***** Source excerpt

The contrast is the heart of the tension. Some internet commenters accused Rodrigo of sexualizing herself and promoting “pedo core” by wearing a covered-up, vintage-inspired babydoll silhouette. Rodrigo rejected that framing, saying she had no intention of looking “sexy” and that it was wrong to make her, or any woman, responsible for how a man might interpret her clothing. “You shouldn’t be responsible for some guy sexualizing you in a way that was never your intention,” she said.
She framed her choices as part of a lineage of artists and influences. Citing Kathleen Hanna and Courtney Love as style inspirations and pointing to punk and rock aesthetics, Rodrigo said she was drawing from musicians who have long used youthful, subversive looks in performance. “If we start dressing in a way that’s driven by fear of how someone else might interpret it, I think we’re losing the plot,” she said.

**********

- **Written instruction 1**
Copy the rows word for word, from their first line through the line that contains "314L633 306L623 300L610", including both of those lines.

***** Excerpted data

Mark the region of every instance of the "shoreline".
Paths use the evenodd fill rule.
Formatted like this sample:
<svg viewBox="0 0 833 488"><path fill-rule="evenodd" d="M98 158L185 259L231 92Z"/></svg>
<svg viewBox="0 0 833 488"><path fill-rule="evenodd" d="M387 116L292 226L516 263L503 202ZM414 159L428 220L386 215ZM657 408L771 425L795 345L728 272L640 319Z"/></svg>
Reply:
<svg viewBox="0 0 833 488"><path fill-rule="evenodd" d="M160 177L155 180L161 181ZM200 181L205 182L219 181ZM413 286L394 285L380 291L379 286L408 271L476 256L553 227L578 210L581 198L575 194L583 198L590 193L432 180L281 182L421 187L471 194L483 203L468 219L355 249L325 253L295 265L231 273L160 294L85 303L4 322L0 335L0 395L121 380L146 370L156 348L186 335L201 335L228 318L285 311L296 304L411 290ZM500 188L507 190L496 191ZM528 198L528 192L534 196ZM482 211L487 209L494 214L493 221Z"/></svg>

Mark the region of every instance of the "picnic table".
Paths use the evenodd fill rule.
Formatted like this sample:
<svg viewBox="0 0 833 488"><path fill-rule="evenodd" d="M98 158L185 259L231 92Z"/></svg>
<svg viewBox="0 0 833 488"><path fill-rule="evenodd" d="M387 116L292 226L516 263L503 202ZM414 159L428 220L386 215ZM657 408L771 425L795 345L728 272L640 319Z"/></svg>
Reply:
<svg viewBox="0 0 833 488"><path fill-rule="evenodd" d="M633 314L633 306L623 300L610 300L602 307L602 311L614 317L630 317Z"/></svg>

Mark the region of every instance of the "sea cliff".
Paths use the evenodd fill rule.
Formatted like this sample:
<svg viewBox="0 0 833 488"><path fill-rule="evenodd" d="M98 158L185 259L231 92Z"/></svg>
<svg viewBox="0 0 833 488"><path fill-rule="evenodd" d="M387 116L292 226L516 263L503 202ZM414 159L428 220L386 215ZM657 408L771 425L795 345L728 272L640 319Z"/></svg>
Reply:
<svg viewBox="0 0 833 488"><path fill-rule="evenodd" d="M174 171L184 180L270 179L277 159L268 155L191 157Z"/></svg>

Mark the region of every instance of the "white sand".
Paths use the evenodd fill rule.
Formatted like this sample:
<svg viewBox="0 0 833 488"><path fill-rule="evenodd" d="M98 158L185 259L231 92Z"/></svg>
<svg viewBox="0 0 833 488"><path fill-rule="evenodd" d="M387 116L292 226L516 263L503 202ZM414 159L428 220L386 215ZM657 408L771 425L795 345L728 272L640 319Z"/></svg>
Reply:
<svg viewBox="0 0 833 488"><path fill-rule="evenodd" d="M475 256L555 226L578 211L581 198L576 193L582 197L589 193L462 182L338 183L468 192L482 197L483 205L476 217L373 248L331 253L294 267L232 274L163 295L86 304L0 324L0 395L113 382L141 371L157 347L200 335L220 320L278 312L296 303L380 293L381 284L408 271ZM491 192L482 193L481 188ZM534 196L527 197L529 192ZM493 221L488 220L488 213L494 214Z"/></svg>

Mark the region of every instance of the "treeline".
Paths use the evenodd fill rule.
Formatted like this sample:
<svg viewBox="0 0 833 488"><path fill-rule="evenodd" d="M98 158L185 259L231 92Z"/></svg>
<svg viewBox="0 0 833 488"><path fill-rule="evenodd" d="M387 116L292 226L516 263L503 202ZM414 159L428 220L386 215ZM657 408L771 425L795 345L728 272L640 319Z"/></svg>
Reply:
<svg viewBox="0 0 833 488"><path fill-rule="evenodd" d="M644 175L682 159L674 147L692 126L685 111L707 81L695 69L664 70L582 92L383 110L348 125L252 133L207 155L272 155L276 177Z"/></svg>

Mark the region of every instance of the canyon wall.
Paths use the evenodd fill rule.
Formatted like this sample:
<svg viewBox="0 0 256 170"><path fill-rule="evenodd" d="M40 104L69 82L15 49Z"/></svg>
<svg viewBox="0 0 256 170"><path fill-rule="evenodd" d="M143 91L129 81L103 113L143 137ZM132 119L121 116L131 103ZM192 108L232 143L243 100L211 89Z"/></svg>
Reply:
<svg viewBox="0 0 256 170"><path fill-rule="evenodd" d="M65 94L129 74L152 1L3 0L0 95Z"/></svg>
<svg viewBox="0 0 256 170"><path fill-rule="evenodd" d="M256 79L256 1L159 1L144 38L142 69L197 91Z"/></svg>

**********

- **Written instruction 2**
Extend the text about Rodrigo's clothing choices, picking up after its final sentence.

- **Response 1**
Mark the region of every instance of the "shoreline".
Paths use the evenodd fill rule.
Formatted like this sample:
<svg viewBox="0 0 833 488"><path fill-rule="evenodd" d="M98 158L185 259L231 92Z"/></svg>
<svg viewBox="0 0 833 488"><path fill-rule="evenodd" d="M387 116L292 226L516 263L503 202ZM414 159L428 220L386 215ZM657 408L771 425L795 345L728 272L640 319Z"/></svg>
Reply:
<svg viewBox="0 0 833 488"><path fill-rule="evenodd" d="M160 177L155 180L161 181ZM200 181L205 182L219 181ZM413 286L394 285L380 291L379 286L408 271L476 256L553 227L578 210L581 198L575 194L583 198L590 193L432 180L281 182L421 187L471 194L483 203L468 219L355 249L325 253L295 265L231 273L160 294L85 303L4 322L0 335L0 395L121 380L146 370L156 348L186 335L201 335L228 318L285 311L296 304L411 290ZM500 188L507 190L496 191ZM528 198L528 192L534 196ZM482 211L487 209L494 214L493 221Z"/></svg>

Mark the region of every instance of the "picnic table".
Paths use the evenodd fill rule.
Formatted like this sample:
<svg viewBox="0 0 833 488"><path fill-rule="evenodd" d="M98 158L185 259L231 92Z"/></svg>
<svg viewBox="0 0 833 488"><path fill-rule="evenodd" d="M387 116L292 226L516 263L503 202ZM414 159L428 220L386 215ZM657 408L771 425L795 345L728 272L640 319Z"/></svg>
Reply:
<svg viewBox="0 0 833 488"><path fill-rule="evenodd" d="M633 314L633 306L623 300L610 300L602 307L602 311L614 317L630 317Z"/></svg>

- **Response 2**
Rodrigo also described a protective impulse: “I’m just very protective of younger women and girls, and I don’t ever want them to be fed that rhetoric.” The performer wore a blue babydoll dress in the “Drop Dead” music video and a pink flouncy dress for the album’s cover, choices that became part of the online argument over intent and interpretation.
For now, Rodrigo’s message is plain and resolute. She said the backlash has upset her, but she tied that upset to a conclusion about public conversation and responsibility: critics who read a covered-up, vintage-inspired dress as sexualized are reflecting a cultural problem, not a problem with her wardrobe. Given her insistence that she felt “cool and comfortable” and her stated inspirations, the evidence in her remarks points to one clear outcome — Rodrigo will press on with the aesthetic and the promotional work for her June 12 album rather than let the criticism reshape how she presents herself onstage.